By David W. Virtue, DD
August 3, 2021

In what might become the inevitable story of most dioceses in The Episcopal Church, the bishop of Vermont, Shannon MacVean-Brown, wrote in a letter to the diocese, that after three years in the job, an independent financial assessment of the diocese revealed a "financial cliff is on the horizon."

"The bishop envisioned financial shortfalls early on in her ministry, and we can reaffirm that there is, in fact, trouble ahead, likely in the first quarter of 2023, where, without intervention, expenditures will far exceed revenues," said the auditor.

"The elected leaders of the diocese and I are taking immediate steps to restrict spending. We are leaving a vacant staff position unfilled, seeking assessment relief from the Episcopal Church, and repurposing previously restricted funds for operating expenses," said Shannon.

"We are also working actively to create a single diocesan finance committee that will seek to overcome the barriers created by what the financial assessment called a "staggering number of finance-related committees and subcommittees" that "cloud the financial picture and lead to confusion for the stakeholders ... and stymie decision making."

Shannon opined that it was not just cost-cutting and streamlining alone, but cutting expenditures would not be enough to survive on current revenues, "which are declining as our congregations grow smaller and older. We have virtually no capacity for congregational support, social justice ministry, care of creation programs, or participation in the wider Episcopal Church--all things that the people of the diocese treasure and that are essential to God's mission in Vermont."

Cost-cutting is only a short-term survival strategy that will help us build a bridge to our new future, she said. "Vacant staff positions would be left unfilled, seeking assessment relief from the Episcopal Church, and repurposing previously restricted funds for operating expenses."

"I have also begun conversations with my colleagues in the Dioceses of New Hampshire and Maine about how our three dioceses might work together collaboratively, building shared capacity for both ministry and administration. Across the church, dioceses are realizing significant cost savings by sharing bishops and staff while retaining independent identities and governance."

Here are the facts about the diocese.

# Provided material:
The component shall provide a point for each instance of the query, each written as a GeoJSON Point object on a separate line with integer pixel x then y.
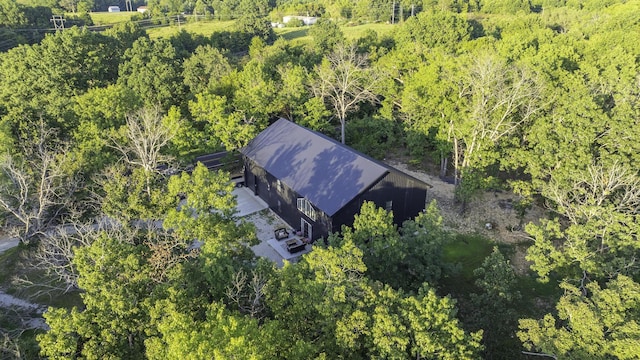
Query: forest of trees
{"type": "Point", "coordinates": [541, 98]}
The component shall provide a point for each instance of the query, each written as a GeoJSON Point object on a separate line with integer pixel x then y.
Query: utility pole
{"type": "Point", "coordinates": [58, 22]}
{"type": "Point", "coordinates": [393, 12]}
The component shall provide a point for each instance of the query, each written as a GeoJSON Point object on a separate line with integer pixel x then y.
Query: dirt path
{"type": "Point", "coordinates": [495, 208]}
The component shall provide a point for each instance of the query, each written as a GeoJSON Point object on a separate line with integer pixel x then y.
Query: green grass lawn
{"type": "Point", "coordinates": [469, 250]}
{"type": "Point", "coordinates": [196, 27]}
{"type": "Point", "coordinates": [207, 27]}
{"type": "Point", "coordinates": [106, 18]}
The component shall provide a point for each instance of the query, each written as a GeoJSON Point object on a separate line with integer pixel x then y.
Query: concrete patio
{"type": "Point", "coordinates": [254, 210]}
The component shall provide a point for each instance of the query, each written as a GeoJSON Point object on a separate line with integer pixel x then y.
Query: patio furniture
{"type": "Point", "coordinates": [295, 245]}
{"type": "Point", "coordinates": [281, 233]}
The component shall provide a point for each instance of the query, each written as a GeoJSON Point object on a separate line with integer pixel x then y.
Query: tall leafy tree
{"type": "Point", "coordinates": [592, 322]}
{"type": "Point", "coordinates": [152, 71]}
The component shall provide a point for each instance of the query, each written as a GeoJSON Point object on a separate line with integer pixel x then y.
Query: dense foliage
{"type": "Point", "coordinates": [538, 97]}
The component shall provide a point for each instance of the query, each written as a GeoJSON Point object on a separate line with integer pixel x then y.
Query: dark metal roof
{"type": "Point", "coordinates": [317, 167]}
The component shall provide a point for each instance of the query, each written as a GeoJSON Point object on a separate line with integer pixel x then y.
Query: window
{"type": "Point", "coordinates": [306, 208]}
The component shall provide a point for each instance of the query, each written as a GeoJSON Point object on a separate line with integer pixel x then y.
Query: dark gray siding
{"type": "Point", "coordinates": [407, 196]}
{"type": "Point", "coordinates": [283, 200]}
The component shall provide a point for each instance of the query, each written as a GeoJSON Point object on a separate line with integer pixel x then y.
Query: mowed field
{"type": "Point", "coordinates": [106, 18]}
{"type": "Point", "coordinates": [207, 27]}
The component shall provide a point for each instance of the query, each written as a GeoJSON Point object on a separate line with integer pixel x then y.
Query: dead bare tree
{"type": "Point", "coordinates": [57, 250]}
{"type": "Point", "coordinates": [615, 187]}
{"type": "Point", "coordinates": [345, 81]}
{"type": "Point", "coordinates": [147, 134]}
{"type": "Point", "coordinates": [248, 294]}
{"type": "Point", "coordinates": [500, 99]}
{"type": "Point", "coordinates": [35, 189]}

# Work to be completed:
Continue the article on the Episcopal Diocese of Vermont's financial trouble, starting right after its final sentence.

# Output of the task:
The number of congregations has dropped from 49 to 45 since 2001. Baptized membership has dropped from 8624 to 5674 a loss of 2,950 or 34.2%. Communicants have dropped from 9,620 to 4,511 in 2019 a loss of 43.8%. Average Sunday Attendance dropped precipitously from 3,331 in 2002 to 1,866 in 2019, a loss of 1,464 or 44%. Church school pupils declined by over 60% from 879 to 348 with baptisms declining by 76.7% from 206 to 48. Children dropped from 175 to 39 a decline of 77.7%. Weddings declined from 115 in 2001 to 29 in 2019 a drop of 74.8%.

Finances in 2018 were $3,719,784. By 2019 they were $3,698,985, a decrease of $20,799.

Shannon inherited the mess from Bishop Thomas Ely (X Vermont), who was consecrated bishop in 2001 and retired in 2019.

The other two New England dioceses seem headed for the same ecclesiastical night and will need propping up by the national church.

In the diocese of Maine, now under the leadership of Thomas Brown, an openly homosexual bishop, the diocese is not faring much better.

They have lost 7 parishes, dropping from 66 to 59. Baptized membership and communicants are both down. ASA has dropped from 4,804 to 3,537, a loss of 26%. Counted together, plate and pledge in 2018 was $7,281,826, by 2019 it had dropped to $7,122,917, a loss of $159,909. Over the last five years, finances dropped by $254,573.

From the diocese of New Hampshire where Robert Hirschfeld (X New Hampshire) was consecrated coadjutor bishop in August 2012 and became bishop ordinary in January 2013 when +Vicky Gene Robinson (IX New Hampshire) retired, the situation is dire.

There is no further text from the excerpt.